-- Begin --
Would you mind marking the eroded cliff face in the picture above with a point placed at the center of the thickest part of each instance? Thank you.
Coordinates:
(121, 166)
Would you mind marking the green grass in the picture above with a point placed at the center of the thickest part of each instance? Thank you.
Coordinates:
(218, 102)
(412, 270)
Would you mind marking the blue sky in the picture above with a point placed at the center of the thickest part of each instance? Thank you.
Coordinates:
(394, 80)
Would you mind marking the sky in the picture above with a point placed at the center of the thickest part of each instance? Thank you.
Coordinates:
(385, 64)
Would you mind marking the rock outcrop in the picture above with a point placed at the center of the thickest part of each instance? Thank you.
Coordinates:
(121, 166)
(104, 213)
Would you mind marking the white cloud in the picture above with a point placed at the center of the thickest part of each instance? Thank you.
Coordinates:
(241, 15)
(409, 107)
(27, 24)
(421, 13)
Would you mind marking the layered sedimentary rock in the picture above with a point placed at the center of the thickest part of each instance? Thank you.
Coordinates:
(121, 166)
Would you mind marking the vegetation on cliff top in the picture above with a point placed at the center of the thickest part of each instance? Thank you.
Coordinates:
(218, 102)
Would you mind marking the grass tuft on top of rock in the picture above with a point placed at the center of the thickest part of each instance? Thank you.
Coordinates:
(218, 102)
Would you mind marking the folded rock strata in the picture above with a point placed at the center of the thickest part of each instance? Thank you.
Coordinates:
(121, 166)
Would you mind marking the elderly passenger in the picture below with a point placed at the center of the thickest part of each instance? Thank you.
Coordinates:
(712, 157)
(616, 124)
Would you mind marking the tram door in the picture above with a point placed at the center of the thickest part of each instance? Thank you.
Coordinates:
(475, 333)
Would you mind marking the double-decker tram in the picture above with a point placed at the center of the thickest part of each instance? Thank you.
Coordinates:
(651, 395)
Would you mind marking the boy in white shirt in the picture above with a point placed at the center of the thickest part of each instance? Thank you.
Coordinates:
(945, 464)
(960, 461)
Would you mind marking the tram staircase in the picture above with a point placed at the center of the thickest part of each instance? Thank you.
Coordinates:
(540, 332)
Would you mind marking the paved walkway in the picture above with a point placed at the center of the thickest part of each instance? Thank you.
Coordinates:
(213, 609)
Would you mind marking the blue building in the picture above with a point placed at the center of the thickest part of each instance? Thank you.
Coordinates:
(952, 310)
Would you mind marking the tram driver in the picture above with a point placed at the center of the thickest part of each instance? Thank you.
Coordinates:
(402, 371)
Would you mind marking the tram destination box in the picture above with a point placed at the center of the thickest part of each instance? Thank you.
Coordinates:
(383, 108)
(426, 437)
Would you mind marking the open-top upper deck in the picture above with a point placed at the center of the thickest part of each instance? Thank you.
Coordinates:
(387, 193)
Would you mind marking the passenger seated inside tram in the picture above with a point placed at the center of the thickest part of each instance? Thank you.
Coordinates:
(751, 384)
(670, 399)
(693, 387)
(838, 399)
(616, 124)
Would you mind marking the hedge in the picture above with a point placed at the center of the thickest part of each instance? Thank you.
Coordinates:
-- End --
__Task prompt__.
Write every record out again, unaltered.

__Solution for this task__.
Would you mind marking the eroded cliff face in the picture above with a point placed at the center of the thickest part of each instance? Thank you.
Coordinates:
(121, 166)
Would you mind marking the green grass in the picture above with a point placed at the center of the thickest part of each instance? Thank you.
Coordinates:
(218, 102)
(412, 270)
Would you mind marking the blue sky in the picture above with a point placed at the center of the thickest part of each instance? Thank you.
Coordinates:
(394, 80)
Would you mind marking the sky in the picture above with a point placed at the center of the thickest part of each instance? Thank you.
Coordinates:
(385, 64)
Would you mind marking the rock outcrop in the picture above with a point placed at the center of the thickest part of each instance? Thank you.
Coordinates:
(121, 166)
(104, 213)
Would you mind marking the white cloud in the picture above with a point placed at the center of the thickest part of each instance? Thank you.
Coordinates:
(241, 15)
(409, 107)
(27, 24)
(421, 13)
Would you mind marking the layered sedimentary rock in the picture above with a point placed at the center of the thickest part of each instance? Thank you.
Coordinates:
(121, 166)
Would you mind marking the vegetation on cliff top in the picture above with a point placed at the center of the thickest part of each instance? Thank you.
Coordinates:
(218, 102)
Would you mind marking the grass tuft on top of rock in the picture above with a point placed at the center of the thickest part of each instance? Thank you.
Coordinates:
(218, 102)
Would you mind marking the folded rock strata in the picture above with a point placed at the center of the thickest part of each instance? Thank you.
Coordinates:
(121, 166)
Would you mind marking the elderly passenger in the picture below with a point placed at the center of the thickest part of each instance? Thank you.
Coordinates:
(712, 157)
(616, 124)
Would you mind marking the tram door in the picture above with a point placed at the center of the thickest part of each instance? Thank you.
Coordinates:
(475, 333)
Would you mind marking the double-decker tram in the picture above with a point placed at the center of the thickest part of each instance? Thank you.
Coordinates:
(651, 395)
Would you mind marking the boy in white shirt in the picture above with a point placed at the center of the thickest part of each instance? Thank you.
Coordinates:
(945, 464)
(960, 461)
Would you mind marking the tram staircase in the picture above with a point placed at the center of the thickest part of each instance? Thank you.
Coordinates:
(540, 332)
Would you mind marking the paved walkway in the picture above with a point placed at the center of the thickest part of each instance? Thank you.
Coordinates:
(213, 609)
Would you mind marking the blue building in the picture above with a point placed at the center of the thickest part of each instance? Thank you.
Coordinates:
(952, 310)
Would you mind marking the tram driver in the picture above with a point placed at the center of the thickest part of each instance? Thank you.
Coordinates:
(402, 371)
Would you mind marking the tram destination box in the picture above with a point placed at the center of the thickest part of each instance? Thank you.
Coordinates:
(383, 108)
(426, 437)
Would you mind marking the open-top upper deck in the picture above with a point placed at the center of the thickest part of each instance? Thank you.
Coordinates:
(387, 193)
Would you mind marking the passenger seated inside tram in the picture above with a point placed at the center of the thickest part of each instance? Thank you.
Coordinates:
(751, 384)
(670, 399)
(693, 387)
(838, 399)
(616, 124)
Would you mind marking the hedge in the picture above with a point placed at the center of the thickest part of each instance? Thank you.
Coordinates:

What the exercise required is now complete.